>> START Source records

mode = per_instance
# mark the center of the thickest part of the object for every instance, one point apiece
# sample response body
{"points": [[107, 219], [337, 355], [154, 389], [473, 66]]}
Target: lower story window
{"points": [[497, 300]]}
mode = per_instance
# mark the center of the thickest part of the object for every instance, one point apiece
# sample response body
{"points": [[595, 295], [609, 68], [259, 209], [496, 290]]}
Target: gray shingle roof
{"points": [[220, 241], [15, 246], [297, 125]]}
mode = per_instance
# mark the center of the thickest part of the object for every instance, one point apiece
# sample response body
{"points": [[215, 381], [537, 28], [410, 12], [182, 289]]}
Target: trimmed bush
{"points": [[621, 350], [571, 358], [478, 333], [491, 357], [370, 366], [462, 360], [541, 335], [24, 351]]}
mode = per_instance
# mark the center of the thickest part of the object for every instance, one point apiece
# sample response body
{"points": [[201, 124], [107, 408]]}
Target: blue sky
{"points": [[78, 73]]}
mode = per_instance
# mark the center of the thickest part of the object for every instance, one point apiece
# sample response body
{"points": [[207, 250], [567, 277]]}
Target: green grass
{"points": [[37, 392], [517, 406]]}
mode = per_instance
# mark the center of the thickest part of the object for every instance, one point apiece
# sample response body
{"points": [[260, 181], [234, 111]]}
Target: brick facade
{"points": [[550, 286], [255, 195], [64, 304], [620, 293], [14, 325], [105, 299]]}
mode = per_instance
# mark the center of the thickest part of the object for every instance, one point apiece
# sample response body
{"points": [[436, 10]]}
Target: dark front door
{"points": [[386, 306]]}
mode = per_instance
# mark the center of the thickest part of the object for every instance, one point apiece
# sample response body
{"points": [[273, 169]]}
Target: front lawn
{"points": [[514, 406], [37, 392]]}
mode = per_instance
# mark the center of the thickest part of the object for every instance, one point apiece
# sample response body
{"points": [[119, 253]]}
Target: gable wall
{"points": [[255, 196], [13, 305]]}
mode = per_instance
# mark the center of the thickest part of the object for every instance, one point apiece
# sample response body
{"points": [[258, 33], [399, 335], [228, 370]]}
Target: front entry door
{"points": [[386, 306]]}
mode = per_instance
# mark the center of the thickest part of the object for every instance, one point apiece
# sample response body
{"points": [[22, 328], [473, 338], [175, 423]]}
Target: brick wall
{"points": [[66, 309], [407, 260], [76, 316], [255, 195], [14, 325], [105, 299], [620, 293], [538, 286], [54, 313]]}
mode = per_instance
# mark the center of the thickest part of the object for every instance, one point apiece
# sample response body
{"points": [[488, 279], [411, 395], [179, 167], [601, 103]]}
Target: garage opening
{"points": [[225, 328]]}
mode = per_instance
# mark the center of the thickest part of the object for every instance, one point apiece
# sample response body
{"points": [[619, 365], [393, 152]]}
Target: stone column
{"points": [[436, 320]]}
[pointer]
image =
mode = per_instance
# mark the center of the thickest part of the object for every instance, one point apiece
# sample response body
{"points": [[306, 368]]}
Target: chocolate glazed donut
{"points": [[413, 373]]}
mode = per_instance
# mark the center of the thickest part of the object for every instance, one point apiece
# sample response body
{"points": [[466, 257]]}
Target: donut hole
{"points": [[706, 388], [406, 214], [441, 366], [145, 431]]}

>> END Source records

#### Challenge
Select every line of the material above that contains the string "wall", and copy each one out.

#### Response
Target: gable wall
Target: brick wall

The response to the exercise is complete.